◆ **WHAT NEEDS TO BE DONE**: Search the data for the string "produce" and gather each line it is in.

◆ **INFORMATION PROVIDED**:
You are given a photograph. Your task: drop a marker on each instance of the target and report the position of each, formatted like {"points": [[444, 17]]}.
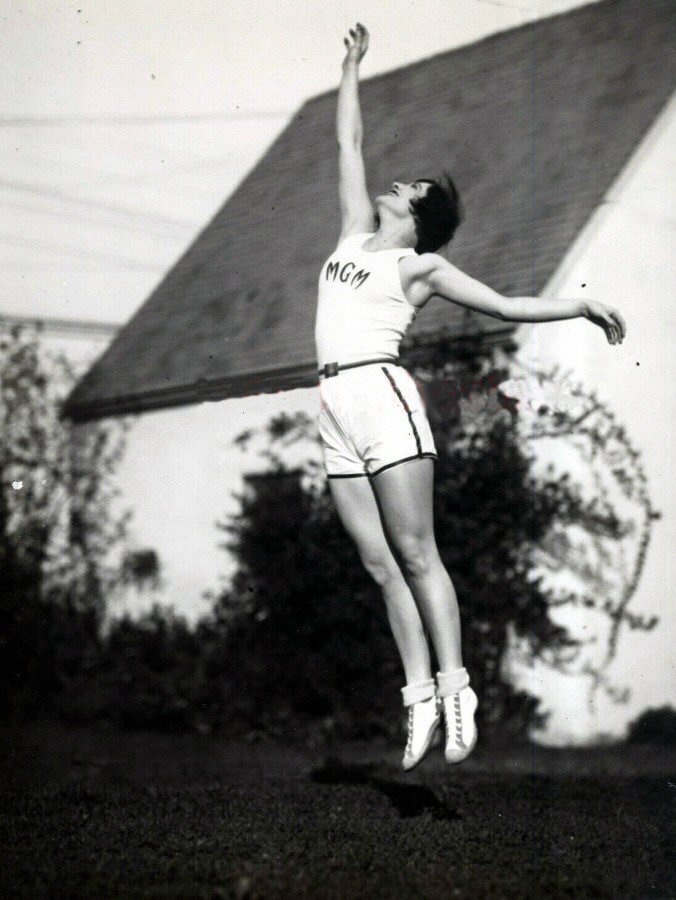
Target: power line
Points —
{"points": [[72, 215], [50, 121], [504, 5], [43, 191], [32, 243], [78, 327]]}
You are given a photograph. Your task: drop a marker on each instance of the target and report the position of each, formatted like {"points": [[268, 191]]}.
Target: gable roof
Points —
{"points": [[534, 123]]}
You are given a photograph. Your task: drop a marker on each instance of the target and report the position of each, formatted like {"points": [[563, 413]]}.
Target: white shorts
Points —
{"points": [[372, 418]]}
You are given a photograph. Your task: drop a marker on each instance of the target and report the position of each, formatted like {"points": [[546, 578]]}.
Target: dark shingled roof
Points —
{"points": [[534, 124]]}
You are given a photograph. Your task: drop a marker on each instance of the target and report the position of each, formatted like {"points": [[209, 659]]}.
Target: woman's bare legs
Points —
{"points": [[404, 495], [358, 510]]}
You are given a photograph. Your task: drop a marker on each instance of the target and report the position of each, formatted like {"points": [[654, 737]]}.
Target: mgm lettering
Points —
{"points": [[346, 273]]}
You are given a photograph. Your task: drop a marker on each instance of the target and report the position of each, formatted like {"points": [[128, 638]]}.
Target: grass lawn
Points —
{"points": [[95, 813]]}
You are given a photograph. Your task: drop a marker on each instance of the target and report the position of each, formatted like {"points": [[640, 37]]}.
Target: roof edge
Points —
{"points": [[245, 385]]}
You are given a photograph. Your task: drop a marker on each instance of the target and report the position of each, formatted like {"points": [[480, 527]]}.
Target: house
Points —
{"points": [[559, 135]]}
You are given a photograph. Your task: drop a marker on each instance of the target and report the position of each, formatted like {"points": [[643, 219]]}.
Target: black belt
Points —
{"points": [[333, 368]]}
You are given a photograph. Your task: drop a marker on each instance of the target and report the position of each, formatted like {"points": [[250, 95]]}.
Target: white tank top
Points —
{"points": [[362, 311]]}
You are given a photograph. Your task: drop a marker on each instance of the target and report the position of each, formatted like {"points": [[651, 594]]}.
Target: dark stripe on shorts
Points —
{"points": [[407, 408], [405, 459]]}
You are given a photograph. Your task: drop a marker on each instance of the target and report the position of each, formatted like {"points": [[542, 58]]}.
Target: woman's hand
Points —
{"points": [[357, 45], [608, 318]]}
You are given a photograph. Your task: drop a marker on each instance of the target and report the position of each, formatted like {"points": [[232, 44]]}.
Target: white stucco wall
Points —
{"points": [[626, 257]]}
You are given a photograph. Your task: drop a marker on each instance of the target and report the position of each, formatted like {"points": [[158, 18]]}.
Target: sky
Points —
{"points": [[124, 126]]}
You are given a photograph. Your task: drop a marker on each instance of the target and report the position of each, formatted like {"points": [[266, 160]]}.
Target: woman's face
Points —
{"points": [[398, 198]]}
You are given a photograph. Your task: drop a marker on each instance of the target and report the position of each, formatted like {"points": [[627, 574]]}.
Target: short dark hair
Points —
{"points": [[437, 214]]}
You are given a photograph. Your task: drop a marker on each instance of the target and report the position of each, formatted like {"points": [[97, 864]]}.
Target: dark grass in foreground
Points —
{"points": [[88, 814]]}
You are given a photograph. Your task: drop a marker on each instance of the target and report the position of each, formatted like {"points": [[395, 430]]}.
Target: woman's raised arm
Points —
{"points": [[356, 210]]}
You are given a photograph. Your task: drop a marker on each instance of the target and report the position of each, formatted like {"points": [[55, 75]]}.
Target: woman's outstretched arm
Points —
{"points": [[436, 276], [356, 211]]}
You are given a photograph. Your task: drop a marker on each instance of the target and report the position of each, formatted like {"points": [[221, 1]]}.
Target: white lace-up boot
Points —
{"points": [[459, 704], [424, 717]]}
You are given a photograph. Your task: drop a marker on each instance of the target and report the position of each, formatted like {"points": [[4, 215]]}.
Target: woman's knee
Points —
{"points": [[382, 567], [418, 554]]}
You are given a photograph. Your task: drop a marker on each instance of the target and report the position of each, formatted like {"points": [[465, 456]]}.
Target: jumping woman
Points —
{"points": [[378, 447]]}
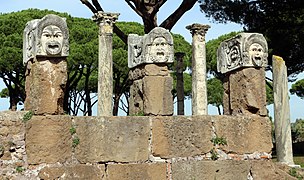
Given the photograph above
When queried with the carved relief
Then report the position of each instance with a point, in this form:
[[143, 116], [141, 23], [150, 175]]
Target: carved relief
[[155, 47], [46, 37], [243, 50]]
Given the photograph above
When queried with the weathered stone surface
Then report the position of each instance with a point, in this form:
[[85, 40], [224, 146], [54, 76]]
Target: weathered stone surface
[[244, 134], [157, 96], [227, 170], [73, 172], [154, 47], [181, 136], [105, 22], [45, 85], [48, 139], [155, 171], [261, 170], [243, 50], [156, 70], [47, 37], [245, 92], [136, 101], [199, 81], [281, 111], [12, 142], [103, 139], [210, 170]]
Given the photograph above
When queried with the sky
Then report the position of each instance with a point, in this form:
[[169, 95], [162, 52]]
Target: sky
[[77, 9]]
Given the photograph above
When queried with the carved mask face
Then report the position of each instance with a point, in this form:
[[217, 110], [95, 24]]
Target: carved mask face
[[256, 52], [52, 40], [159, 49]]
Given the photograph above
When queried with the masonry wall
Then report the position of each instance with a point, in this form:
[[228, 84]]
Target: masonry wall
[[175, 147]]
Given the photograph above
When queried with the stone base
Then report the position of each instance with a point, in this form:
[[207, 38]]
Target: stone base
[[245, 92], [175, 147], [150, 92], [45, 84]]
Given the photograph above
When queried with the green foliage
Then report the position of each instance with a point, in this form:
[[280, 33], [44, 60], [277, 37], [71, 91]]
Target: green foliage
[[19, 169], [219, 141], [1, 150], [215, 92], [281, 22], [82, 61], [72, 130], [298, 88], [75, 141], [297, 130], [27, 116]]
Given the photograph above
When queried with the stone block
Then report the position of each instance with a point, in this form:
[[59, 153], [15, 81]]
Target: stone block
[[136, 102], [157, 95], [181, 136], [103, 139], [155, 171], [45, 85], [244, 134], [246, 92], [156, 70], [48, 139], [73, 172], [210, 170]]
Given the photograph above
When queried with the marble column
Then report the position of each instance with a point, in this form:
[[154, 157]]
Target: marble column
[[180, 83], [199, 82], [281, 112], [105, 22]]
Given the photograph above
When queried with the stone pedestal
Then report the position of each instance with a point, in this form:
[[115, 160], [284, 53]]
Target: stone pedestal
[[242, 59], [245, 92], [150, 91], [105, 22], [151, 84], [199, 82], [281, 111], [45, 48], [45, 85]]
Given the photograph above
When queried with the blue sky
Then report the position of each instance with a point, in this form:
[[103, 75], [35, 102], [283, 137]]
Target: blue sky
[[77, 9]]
==
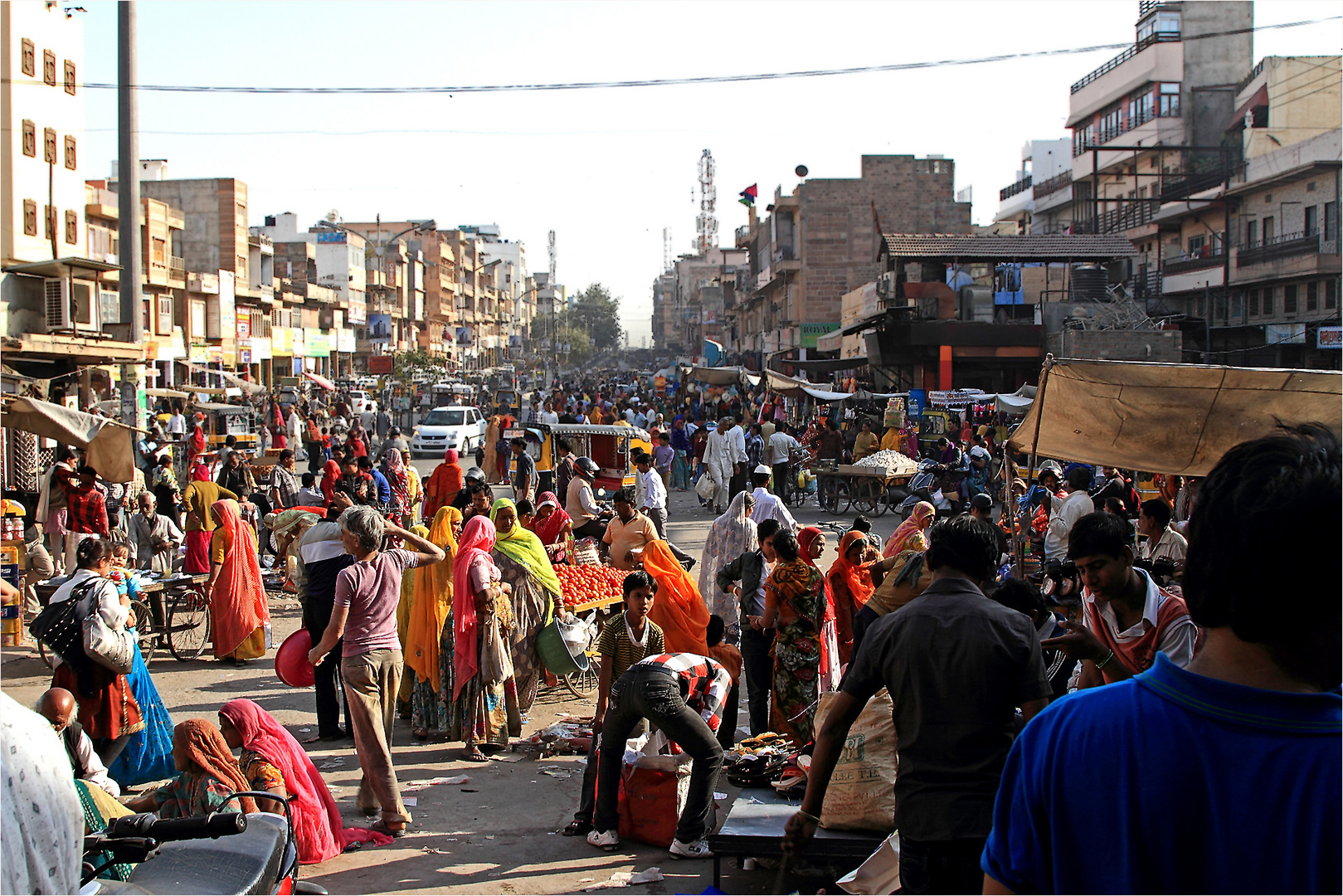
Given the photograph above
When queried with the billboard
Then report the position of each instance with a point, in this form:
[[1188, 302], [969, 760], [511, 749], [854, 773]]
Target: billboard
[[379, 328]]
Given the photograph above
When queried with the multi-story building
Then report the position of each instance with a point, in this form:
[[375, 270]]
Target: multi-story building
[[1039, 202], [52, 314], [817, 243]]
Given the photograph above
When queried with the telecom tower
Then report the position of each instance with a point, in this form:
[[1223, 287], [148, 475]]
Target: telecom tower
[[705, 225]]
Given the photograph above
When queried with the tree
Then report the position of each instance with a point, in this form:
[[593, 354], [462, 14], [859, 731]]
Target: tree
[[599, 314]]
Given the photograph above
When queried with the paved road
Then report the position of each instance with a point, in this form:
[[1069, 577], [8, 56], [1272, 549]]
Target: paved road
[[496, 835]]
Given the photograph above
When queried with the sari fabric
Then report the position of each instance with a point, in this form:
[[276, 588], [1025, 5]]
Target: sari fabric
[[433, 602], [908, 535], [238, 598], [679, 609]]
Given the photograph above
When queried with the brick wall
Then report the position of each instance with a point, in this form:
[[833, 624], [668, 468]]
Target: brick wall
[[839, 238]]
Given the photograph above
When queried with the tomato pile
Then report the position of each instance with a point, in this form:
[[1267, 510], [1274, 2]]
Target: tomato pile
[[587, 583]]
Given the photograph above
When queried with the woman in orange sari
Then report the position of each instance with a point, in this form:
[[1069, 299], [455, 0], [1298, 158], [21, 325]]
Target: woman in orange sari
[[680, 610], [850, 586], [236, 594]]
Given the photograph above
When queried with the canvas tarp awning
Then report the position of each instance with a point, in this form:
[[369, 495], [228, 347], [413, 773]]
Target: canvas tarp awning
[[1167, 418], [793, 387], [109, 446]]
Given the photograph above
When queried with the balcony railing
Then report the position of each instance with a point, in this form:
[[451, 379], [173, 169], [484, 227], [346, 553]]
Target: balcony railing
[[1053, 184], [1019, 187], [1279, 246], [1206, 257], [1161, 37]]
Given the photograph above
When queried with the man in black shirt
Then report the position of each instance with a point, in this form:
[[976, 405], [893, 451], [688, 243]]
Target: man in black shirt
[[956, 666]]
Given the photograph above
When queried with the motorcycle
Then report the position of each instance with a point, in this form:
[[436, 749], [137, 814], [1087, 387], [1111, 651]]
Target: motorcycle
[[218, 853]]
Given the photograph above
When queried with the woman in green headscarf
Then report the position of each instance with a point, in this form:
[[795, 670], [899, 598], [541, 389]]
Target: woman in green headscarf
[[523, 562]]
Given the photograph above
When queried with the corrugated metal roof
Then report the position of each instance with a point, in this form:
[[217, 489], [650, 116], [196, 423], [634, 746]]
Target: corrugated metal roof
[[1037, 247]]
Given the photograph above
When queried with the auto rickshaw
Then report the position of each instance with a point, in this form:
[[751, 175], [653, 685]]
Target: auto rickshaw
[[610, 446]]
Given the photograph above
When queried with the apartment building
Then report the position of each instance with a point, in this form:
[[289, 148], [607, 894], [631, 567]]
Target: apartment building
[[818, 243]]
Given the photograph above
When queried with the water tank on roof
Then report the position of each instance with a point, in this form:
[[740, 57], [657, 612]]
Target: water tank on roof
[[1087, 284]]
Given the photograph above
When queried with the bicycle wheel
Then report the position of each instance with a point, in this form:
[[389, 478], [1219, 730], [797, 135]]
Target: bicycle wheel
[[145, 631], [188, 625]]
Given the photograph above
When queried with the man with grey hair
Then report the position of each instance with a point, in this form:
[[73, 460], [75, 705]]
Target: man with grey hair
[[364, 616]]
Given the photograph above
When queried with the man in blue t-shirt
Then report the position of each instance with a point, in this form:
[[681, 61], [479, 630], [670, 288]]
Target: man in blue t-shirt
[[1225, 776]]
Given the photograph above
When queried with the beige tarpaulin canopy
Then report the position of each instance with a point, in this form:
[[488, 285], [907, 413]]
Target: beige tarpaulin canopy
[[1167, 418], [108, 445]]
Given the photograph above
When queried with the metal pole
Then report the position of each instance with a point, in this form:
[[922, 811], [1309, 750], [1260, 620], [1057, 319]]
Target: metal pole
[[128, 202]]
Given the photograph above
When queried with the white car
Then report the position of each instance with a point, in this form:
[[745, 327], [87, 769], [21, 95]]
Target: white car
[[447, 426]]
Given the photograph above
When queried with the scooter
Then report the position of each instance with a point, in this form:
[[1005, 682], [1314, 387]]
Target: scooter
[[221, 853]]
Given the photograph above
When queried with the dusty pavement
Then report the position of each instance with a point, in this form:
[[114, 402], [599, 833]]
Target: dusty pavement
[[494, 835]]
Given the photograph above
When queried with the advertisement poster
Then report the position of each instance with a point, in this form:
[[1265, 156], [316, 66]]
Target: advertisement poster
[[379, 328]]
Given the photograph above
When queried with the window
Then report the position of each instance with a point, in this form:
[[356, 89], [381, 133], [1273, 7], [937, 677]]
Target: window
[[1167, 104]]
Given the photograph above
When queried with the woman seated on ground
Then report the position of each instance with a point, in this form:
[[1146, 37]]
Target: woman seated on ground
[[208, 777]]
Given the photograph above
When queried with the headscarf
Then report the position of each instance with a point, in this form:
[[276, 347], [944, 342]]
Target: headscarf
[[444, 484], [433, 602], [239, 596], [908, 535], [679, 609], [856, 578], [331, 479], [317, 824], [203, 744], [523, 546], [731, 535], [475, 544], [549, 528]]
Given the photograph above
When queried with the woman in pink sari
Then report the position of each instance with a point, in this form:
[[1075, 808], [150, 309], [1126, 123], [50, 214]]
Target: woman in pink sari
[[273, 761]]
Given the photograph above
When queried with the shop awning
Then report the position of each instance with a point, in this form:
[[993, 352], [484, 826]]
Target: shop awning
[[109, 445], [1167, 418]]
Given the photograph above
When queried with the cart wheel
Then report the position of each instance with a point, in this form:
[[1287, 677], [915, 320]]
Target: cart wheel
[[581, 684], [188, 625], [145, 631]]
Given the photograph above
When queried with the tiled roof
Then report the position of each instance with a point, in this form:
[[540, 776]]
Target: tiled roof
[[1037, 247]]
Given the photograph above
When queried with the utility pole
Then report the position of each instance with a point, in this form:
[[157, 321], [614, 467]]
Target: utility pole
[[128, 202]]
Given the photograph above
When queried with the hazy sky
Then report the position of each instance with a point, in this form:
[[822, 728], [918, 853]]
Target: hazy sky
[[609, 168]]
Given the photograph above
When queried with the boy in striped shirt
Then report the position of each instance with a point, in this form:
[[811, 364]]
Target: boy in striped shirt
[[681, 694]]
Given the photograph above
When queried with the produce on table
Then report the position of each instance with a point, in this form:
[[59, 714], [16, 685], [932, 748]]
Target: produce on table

◆ **RESULT FOR THIS TASK**:
When queried with the produce on table
Target: produce on table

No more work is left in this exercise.